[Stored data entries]
· · · · ·
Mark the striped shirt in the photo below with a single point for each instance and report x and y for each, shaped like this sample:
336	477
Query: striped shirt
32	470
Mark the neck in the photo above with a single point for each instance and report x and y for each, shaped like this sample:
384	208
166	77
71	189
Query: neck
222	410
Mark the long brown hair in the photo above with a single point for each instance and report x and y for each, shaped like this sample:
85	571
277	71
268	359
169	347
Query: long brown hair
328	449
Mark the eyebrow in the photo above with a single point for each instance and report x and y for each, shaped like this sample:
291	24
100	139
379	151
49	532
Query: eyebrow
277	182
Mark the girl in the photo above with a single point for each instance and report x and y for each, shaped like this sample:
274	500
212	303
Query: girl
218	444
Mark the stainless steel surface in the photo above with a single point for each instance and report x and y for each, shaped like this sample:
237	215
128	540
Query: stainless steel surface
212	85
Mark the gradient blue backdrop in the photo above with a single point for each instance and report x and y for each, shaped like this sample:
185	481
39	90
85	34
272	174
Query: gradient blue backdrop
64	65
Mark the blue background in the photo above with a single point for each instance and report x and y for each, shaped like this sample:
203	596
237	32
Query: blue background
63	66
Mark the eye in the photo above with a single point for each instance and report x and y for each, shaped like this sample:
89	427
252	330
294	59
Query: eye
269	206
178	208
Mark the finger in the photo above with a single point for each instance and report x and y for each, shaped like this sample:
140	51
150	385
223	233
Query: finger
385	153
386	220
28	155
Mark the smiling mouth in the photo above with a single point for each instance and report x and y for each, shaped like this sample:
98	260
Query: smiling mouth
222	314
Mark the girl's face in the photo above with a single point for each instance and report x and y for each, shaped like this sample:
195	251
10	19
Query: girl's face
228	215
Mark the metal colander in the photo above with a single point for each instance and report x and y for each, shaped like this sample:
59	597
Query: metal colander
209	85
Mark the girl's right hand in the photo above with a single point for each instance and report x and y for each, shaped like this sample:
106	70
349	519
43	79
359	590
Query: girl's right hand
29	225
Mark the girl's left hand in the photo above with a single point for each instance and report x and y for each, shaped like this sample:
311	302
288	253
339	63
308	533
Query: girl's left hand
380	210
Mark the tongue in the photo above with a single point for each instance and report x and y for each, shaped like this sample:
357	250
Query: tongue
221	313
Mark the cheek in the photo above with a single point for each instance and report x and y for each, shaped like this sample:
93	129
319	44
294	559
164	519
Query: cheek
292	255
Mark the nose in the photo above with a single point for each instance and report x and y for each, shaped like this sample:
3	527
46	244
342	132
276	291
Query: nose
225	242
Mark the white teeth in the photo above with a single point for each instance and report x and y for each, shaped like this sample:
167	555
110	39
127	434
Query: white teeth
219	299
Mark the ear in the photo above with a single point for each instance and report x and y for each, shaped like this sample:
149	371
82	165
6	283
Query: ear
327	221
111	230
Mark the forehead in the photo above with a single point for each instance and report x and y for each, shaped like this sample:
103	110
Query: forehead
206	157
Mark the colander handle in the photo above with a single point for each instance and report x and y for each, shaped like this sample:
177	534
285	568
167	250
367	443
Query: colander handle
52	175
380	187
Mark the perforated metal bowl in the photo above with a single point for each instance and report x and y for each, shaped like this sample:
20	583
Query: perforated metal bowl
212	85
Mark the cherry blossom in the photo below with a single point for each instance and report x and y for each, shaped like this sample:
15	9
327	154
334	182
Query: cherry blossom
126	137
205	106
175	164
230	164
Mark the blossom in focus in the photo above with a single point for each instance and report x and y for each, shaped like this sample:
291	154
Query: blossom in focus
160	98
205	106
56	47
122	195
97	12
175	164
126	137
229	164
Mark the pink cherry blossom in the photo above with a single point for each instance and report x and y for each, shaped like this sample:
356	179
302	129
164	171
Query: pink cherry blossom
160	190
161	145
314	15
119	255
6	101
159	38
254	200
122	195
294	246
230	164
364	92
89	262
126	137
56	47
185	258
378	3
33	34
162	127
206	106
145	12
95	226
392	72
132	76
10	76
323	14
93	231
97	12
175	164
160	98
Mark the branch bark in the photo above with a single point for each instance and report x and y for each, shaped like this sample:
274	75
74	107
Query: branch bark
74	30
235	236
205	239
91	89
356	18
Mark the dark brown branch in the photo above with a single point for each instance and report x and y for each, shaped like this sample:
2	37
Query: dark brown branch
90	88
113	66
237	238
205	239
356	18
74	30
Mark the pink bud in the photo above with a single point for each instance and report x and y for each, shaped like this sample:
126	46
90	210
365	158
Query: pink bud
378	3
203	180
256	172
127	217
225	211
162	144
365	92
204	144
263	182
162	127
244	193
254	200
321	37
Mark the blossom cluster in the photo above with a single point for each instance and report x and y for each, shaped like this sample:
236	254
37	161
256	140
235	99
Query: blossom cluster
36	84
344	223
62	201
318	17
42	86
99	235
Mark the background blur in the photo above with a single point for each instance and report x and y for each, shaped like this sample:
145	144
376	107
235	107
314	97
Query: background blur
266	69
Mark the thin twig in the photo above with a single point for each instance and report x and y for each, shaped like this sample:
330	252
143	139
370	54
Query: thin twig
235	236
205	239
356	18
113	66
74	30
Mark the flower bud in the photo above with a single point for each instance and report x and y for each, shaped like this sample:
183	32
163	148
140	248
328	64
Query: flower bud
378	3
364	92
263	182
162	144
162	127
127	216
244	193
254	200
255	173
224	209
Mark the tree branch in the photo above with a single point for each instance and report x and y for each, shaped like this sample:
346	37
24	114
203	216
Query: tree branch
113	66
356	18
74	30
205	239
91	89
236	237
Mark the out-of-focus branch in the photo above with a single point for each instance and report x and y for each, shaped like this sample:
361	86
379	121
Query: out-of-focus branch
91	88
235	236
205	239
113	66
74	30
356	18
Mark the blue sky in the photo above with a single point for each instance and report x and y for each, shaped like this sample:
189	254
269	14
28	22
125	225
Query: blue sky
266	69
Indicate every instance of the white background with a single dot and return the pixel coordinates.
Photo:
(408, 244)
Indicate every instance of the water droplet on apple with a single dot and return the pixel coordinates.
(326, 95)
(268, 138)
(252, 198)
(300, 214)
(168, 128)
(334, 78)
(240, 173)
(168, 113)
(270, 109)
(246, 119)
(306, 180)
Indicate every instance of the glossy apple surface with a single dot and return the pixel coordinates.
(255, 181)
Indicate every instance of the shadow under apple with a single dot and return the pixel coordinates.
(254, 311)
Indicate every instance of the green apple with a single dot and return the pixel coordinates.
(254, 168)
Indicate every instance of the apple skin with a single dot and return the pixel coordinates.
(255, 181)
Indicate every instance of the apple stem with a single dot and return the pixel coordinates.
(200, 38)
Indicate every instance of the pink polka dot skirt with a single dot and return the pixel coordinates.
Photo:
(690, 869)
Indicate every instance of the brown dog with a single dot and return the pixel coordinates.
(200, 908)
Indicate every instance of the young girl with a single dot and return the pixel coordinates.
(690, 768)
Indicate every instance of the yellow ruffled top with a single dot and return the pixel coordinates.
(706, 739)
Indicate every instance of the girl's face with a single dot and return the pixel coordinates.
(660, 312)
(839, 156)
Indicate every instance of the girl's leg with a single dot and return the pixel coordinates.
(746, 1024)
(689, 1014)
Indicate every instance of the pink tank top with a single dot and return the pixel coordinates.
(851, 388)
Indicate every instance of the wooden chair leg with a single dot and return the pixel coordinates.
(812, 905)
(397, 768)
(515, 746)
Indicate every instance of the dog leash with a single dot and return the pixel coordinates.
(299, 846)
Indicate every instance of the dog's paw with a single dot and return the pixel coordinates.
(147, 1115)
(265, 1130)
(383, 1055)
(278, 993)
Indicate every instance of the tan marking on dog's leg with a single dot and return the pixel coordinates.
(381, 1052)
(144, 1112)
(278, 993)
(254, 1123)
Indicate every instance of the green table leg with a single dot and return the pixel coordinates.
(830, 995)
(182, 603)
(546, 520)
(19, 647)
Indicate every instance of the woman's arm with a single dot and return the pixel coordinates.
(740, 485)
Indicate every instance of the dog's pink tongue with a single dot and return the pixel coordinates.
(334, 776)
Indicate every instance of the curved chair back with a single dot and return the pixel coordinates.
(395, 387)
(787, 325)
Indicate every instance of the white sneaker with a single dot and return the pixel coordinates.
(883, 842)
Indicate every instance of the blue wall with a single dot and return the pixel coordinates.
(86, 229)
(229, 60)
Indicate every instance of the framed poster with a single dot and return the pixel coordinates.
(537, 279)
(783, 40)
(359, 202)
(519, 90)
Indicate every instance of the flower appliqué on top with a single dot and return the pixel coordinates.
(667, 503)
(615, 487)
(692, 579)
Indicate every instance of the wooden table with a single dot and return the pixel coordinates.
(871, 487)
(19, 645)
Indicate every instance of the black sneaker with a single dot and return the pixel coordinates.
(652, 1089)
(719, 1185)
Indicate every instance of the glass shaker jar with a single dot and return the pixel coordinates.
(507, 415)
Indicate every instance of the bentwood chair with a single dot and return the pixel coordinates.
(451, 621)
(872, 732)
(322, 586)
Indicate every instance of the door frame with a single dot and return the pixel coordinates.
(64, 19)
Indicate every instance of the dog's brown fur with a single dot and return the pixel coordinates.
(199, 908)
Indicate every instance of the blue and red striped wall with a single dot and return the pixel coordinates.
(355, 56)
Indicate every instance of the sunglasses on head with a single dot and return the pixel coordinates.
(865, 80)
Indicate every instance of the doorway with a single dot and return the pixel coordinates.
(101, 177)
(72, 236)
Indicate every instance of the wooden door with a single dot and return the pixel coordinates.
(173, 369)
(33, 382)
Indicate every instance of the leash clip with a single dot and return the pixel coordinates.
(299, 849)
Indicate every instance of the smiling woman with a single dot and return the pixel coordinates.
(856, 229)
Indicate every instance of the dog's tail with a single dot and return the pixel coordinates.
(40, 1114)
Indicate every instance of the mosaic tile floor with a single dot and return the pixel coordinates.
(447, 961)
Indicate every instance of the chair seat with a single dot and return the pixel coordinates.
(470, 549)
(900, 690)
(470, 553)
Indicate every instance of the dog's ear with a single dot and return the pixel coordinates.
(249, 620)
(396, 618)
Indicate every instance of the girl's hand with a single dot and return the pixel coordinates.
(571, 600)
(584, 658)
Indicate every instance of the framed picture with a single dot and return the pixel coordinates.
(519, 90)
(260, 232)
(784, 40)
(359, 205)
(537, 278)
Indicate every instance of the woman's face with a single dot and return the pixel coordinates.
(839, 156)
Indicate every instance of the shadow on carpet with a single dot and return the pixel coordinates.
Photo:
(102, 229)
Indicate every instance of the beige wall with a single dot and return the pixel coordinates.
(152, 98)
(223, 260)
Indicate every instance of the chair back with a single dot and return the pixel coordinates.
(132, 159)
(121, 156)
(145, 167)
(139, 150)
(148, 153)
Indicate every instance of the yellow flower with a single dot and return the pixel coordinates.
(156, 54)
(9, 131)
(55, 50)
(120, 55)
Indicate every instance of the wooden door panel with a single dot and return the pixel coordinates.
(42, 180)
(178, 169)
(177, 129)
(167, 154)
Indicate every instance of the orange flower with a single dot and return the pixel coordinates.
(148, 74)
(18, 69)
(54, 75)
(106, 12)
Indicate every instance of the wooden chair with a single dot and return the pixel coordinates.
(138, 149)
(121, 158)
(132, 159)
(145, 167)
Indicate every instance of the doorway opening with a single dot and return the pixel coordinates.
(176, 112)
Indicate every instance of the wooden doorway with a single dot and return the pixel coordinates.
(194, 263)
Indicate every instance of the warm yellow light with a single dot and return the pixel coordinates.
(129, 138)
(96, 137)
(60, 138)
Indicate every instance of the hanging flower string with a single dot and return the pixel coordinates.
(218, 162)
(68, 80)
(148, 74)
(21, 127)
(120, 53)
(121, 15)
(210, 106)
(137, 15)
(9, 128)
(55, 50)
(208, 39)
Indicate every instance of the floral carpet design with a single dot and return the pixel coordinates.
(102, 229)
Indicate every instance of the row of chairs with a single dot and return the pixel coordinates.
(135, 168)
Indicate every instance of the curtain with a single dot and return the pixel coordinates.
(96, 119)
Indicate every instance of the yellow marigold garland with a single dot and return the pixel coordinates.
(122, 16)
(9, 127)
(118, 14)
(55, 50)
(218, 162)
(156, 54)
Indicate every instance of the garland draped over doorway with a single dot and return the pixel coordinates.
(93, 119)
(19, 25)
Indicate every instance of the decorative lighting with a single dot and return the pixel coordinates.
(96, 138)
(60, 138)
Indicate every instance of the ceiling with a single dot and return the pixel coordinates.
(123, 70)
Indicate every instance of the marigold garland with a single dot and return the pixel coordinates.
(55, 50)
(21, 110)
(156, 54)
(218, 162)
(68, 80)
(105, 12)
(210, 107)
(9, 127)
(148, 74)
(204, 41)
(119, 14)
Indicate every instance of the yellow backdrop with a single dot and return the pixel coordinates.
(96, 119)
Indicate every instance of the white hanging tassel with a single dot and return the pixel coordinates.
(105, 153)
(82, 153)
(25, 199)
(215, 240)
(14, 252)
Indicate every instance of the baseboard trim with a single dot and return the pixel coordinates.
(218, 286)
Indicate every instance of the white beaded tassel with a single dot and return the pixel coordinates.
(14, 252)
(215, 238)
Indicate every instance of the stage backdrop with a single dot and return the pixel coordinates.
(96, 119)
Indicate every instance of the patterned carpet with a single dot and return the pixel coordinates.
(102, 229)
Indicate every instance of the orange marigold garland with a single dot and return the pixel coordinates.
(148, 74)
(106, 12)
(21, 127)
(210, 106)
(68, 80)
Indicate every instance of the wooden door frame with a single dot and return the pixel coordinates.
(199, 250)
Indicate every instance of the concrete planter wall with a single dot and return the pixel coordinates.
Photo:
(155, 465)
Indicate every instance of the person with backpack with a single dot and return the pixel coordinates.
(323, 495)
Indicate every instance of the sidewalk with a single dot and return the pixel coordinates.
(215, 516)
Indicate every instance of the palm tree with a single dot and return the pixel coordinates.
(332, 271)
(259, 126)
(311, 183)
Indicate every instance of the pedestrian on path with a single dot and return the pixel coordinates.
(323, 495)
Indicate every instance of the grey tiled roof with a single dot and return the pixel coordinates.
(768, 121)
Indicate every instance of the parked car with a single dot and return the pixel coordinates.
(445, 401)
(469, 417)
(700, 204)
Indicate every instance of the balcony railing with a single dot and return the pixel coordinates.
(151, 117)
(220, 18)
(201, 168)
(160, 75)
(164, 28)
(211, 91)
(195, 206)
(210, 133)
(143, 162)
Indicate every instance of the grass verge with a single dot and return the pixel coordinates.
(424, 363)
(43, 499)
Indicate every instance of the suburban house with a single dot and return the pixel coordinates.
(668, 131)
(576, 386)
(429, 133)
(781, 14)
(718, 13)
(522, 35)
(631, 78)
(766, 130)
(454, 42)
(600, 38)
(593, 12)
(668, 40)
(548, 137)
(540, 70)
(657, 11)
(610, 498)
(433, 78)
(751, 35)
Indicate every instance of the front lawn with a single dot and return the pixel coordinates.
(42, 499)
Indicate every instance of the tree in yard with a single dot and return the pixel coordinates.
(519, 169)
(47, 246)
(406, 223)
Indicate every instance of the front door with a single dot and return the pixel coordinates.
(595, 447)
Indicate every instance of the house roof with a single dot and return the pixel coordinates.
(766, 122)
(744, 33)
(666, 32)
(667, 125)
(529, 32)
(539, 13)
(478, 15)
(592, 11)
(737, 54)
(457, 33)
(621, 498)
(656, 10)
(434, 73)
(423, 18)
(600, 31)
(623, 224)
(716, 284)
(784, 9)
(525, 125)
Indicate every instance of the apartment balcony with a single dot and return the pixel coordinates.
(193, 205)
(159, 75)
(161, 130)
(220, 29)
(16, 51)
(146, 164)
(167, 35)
· · · · ·
> _Your assignment_
For the word "below", state how many lines of the entries contain it, with nothing else.

> _Response to the task_
2